Your tasks ::
- A) In the article about psychiatrists seeking Trump's removal, how many people have signed the change.org petition?
- B) From the article about psychiatrists seeking Trump's removal, copy word for word the passage that begins with the words containing "Since the early" and ends with "fitness for office.".

A group of American psychiatrists is still trying hard to use the 25th Amendment to the US Constitution to depose President Donald Trump. About 67,000 people have signed a change.org petition “Mental Health Professionals Declare Trump is Mentally Ill And Must Be Removed”.
Duty to Warn, an initiative of clinical psychologist John Gartner, accuses the President of having a narcissistic personality disorder and being delusional and dangerous. Its argument is that under the 25th Amendment Trump should be removed on the grounds that he is psychologically unfit.
As you might expect, this has some support from Democrats in Congress. A Congresswoman from California, Zoe Lofgren, has introduced a resolution asking that the Vice-President and the Cabinet have Trump examined by medical and psychiatric professionals. Her press release states: “Does the President suffer from early stage dementia? Has the stress of office aggravated a mental illness crippling impulse control? Has emotional disorder so impaired the President that he is unable to discharge his duties? Is the President mentally and emotionally stable?
Since the early 60s, the two leading professional groups of psychiatrists and psychologists in the US have observed the “Goldwater Rule”, which barred members from diagnosing public figures. Only the American Psychoanalytic Association, a very small group of psychiatrists, has said that this is not binding on its members.
But some psychiatrists and psychologists are getting restless with Trump’s unconventional behaviour. Yale psychiatrist Bandy Lee has just released a book, “The Dangerous Case of Donald Trump” with essays by 27 psychiatrists, psychologists and mental health professionals analysing the President’s fitness for office.

Source information ::
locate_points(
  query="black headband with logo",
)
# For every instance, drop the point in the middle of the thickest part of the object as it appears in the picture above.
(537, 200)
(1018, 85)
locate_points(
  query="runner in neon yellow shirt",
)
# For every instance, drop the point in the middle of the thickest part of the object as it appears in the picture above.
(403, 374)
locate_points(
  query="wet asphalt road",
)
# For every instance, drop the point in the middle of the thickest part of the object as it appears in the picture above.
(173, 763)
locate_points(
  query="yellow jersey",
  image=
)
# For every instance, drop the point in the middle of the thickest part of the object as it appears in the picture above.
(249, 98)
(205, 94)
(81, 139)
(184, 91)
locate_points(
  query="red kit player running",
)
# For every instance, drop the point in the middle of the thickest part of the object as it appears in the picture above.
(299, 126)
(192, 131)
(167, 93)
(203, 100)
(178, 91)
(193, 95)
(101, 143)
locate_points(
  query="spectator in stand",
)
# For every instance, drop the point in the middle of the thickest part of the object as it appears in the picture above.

Activity answers ::
- A) About 67,000 people have signed it.

- B)
Since the early 60s, the two leading professional groups of psychiatrists and psychologists in the US have observed the “Goldwater Rule”, which barred members from diagnosing public figures. Only the American Psychoanalytic Association, a very small group of psychiatrists, has said that this is not binding on its members.
But some psychiatrists and psychologists are getting restless with Trump’s unconventional behaviour. Yale psychiatrist Bandy Lee has just released a book, “The Dangerous Case of Donald Trump” with essays by 27 psychiatrists, psychologists and mental health professionals analysing the President’s fitness for office.